Поставленная задача 1
Перечислите все названия спектаклей и мюзиклов, упомянутые во фрагменте об Александре Измайлове ниже.

● ● ● ● ● ● ●

Александру Измайлову не очень везет со спектаклями. Особенно поначалу в Кемерове у него нередко случались такие ситуации: его роль в постановке сделана блестяще, а спектакль в целом получился не очень. Помню, каким выразительным, остро-характерным был его зануда Мечеткин в спектакле «Прошлым летом в Чулимске». Каким по-настоящему страдающим и нежным недотепой получился его персонаж в легкой французской комедии «Зануда». Там комиковали все, и только Измайлов делал настоящий «русский психологический театр», а потому был и интересен, и убедителен, и смешон, и бесконечно симпатичен.

При этом именно он способен отказаться от главной роли в спектакле, если тот не устраивает его по художественному уровню (так было, например, со спектаклем «Клинч»). И не случайно именно Измайлова пригласили на главную роль, когда соседнему театру – Музыкальному театру Кузбасса – понадобился «настоящий герой» Егор Прокудин в мюзикл «Своей душе не прекословь» по шукшинской «Калине красной».

- Иногда я думаю, что всю жизнь занимаюсь не своим делом, - признается он.

- Это ты-то?! А кем еще мог бы стать?

- В театре? Наверное, охотнее занимался бы сценическим движением, постановкой трюков, драк, боев. Видимо, сказывается, что в роду были казаки: умею и люблю с оружием обращаться.

● ● ● ● ● ● ●

Поставленная задача 2
Пожалуйста, перепишите листинг ниже целиком, от самого начала вниз до строки с «point(197, 156)» включительно, заменив «Tag a point» на «Mark a point» и ничего больше не меняя.

● ● ● ● ● ● ●

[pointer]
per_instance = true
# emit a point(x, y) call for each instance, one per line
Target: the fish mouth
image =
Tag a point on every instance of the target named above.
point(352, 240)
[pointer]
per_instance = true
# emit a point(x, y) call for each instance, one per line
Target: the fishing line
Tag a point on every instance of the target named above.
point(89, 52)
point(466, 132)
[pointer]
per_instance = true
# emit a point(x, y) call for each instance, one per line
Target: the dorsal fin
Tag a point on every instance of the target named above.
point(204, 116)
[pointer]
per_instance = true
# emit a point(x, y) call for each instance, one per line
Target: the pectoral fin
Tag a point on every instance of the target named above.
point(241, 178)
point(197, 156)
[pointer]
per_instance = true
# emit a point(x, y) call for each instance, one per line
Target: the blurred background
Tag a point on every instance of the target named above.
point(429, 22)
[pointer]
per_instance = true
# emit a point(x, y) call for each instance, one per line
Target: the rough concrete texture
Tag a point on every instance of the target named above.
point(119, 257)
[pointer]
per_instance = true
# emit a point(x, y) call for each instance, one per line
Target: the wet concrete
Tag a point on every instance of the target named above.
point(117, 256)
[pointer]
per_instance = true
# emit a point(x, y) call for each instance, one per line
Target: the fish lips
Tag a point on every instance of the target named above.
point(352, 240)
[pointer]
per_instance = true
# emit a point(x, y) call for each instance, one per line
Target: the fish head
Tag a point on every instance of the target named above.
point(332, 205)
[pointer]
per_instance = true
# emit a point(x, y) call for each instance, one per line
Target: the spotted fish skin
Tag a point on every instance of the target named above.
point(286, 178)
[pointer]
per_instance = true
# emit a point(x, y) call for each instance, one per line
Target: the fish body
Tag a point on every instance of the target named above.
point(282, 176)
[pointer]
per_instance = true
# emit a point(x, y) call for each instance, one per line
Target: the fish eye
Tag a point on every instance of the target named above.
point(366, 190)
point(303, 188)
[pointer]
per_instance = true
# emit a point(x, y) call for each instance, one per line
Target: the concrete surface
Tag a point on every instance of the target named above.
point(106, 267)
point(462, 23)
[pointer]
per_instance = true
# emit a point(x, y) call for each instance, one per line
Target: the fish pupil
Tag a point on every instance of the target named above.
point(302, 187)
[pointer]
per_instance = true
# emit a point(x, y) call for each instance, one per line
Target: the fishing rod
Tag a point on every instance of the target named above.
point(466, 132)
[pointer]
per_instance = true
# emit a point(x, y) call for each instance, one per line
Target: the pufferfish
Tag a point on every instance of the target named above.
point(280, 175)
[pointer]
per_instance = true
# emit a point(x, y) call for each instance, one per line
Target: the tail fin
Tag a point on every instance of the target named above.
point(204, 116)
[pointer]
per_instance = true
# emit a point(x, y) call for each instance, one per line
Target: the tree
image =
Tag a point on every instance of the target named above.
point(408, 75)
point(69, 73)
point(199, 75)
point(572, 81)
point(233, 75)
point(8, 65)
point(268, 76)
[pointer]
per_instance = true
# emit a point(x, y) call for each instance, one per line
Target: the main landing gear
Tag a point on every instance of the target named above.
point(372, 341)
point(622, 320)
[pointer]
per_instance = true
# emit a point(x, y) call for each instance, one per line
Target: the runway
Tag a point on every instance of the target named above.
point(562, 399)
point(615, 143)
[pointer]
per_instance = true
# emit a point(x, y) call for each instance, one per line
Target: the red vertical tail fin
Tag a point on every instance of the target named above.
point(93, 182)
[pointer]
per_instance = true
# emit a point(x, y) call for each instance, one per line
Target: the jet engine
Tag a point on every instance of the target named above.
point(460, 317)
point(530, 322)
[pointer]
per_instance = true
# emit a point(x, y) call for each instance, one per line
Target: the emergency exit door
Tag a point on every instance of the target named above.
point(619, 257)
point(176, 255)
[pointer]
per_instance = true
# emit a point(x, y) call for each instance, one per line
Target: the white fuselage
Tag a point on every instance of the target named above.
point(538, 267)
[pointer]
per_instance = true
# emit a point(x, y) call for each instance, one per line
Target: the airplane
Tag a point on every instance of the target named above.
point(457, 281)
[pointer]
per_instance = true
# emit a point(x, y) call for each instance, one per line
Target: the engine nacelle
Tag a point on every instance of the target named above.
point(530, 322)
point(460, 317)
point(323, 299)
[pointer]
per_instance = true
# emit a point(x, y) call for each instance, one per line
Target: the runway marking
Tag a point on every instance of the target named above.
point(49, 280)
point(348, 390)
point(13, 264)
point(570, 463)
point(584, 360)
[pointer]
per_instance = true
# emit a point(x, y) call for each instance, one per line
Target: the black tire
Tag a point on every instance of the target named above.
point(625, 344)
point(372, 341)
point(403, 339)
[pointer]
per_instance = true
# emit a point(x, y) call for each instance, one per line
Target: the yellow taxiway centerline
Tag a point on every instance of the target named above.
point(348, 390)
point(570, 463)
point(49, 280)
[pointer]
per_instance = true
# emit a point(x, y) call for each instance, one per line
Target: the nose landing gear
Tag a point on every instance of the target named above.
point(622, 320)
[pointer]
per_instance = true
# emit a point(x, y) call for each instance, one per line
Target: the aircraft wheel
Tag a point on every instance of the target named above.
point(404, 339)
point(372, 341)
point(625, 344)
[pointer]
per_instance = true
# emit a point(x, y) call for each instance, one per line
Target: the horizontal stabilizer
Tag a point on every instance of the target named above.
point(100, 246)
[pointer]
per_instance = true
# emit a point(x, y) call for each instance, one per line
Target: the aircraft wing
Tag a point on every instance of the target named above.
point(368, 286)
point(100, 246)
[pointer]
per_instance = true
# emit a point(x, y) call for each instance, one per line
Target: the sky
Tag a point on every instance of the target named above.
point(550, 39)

● ● ● ● ● ● ●

Полный ответ 1
«Прошлым летом в Чулимске»
«Зануда»
«Клинч»
«Своей душе не прекословь»

Полный ответ 2
[pointer]
per_instance = true
# emit a point(x, y) call for each instance, one per line
Target: the fish mouth
image =
Mark a point on every instance of the target named above.
point(352, 240)
[pointer]
per_instance = true
# emit a point(x, y) call for each instance, one per line
Target: the fishing line
Mark a point on every instance of the target named above.
point(89, 52)
point(466, 132)
[pointer]
per_instance = true
# emit a point(x, y) call for each instance, one per line
Target: the dorsal fin
Mark a point on every instance of the target named above.
point(204, 116)
[pointer]
per_instance = true
# emit a point(x, y) call for each instance, one per line
Target: the pectoral fin
Mark a point on every instance of the target named above.
point(241, 178)
point(197, 156)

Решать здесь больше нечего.